What are the Impacts of Crime on Victims?

Students of A-level sociology are required to study Victimology as part of the Crime and Deviance compulsory module, which means examiners can legitimately ask them this question!

What are the impacts of crime on Victims?

Victim Support notes the following ways in which crime can affect victims in the short and long term:

  • Feeling upset or angry (strong emotional reactions)
  • A victim may feel as if they have lost control of their life, things may spiral downwards (this kind of links to Anomie)
  • Victims may blame themselves.
  • Victims may develop physical symptoms linked to the stress of being a victim
  • Victims may develop longer term anxiety related disorders.

The site notes that the way an individual responds to a crime will depend on a number of variables such as the type of crime, whether they know the victim, the support they get from friends and family and their past experiences of crime.

NB – If you’ve been a Victim of Crime, Victim Support UK is a safe space to go get support and advice.

Personal Stories may be the best way to understand the impact on Victims….

The Cumbria police have put together a video series in which one Domestic Violence Survivor talks through how she got out of an abusive relationship…

Impacts on Victims’ families

NB – it’s not necessarily just the victim who is affected, all of the above can have negative affects on relationships and children if one member of a family is the victim of crime.

One of the most heart breaking crimes where this is felt in the UK is among the families of victims of knife crime, as outlined in this article here.

Secondary Victimisation

Secondary victimisation is when victims relive the trauma of their crime, which may occur when they are cross-examined by the prosecution team in court, or through harassment by agents of the media.

It is most commonly associated with Feminist perspectives on Crime and Deviance – historically victims of rape have also been subject to secondary victimisation when they are ‘put on trial’ by being accused of lying ny the prosecution, for example.

This report from the BBC provides stories from Victims who say they have been ‘re-traumatised by the system’.

Help for Victims of Crime

The Ministry of Justice is another place Victims can go to in order to find out more about whether they are actually victims of crime, and to seek further support as necessary.

Citizens Advice is another place offering advice about getting legal support as a victim of crime.

• • • • •

- **ASSIGNED TASK**
Could you turn the paragraph beginning "Secondary victimisation is when" in the article on crime victims into a short list that keeps its main facts?

(Collected data entries)
• • • • •

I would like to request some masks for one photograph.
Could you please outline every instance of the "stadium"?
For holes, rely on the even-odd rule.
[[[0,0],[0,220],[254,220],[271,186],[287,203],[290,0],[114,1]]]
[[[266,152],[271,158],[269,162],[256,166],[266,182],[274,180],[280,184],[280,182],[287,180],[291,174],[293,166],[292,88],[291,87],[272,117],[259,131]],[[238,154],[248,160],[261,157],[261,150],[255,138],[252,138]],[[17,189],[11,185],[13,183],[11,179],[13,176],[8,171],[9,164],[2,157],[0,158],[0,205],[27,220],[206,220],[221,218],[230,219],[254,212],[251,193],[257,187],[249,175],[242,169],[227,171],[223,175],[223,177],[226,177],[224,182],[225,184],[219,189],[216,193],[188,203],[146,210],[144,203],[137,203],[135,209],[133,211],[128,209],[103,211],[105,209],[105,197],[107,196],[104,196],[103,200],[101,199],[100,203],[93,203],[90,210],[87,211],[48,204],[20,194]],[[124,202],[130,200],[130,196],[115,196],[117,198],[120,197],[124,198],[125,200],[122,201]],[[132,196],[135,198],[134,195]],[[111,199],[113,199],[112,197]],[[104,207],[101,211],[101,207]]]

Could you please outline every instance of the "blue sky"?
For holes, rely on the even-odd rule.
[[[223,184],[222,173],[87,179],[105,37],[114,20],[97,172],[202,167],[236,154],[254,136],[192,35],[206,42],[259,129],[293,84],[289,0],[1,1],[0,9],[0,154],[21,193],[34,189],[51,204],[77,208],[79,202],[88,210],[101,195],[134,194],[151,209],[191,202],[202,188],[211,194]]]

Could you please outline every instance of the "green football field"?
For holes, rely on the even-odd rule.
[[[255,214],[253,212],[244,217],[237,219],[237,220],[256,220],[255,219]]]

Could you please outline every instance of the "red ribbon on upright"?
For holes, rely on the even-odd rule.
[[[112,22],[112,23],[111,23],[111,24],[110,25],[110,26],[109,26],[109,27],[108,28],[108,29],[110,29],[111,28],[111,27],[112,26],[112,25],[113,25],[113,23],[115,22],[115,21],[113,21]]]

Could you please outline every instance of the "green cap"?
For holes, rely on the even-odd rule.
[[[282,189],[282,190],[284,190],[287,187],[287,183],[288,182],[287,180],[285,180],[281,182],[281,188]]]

• • • • •

- **SOLVED EXERCISE**
- Secondary victimisation: victims relive the trauma of their crime.
- It may happen when the prosecution team cross-examines them in court.
- It may also happen through harassment by agents of the media.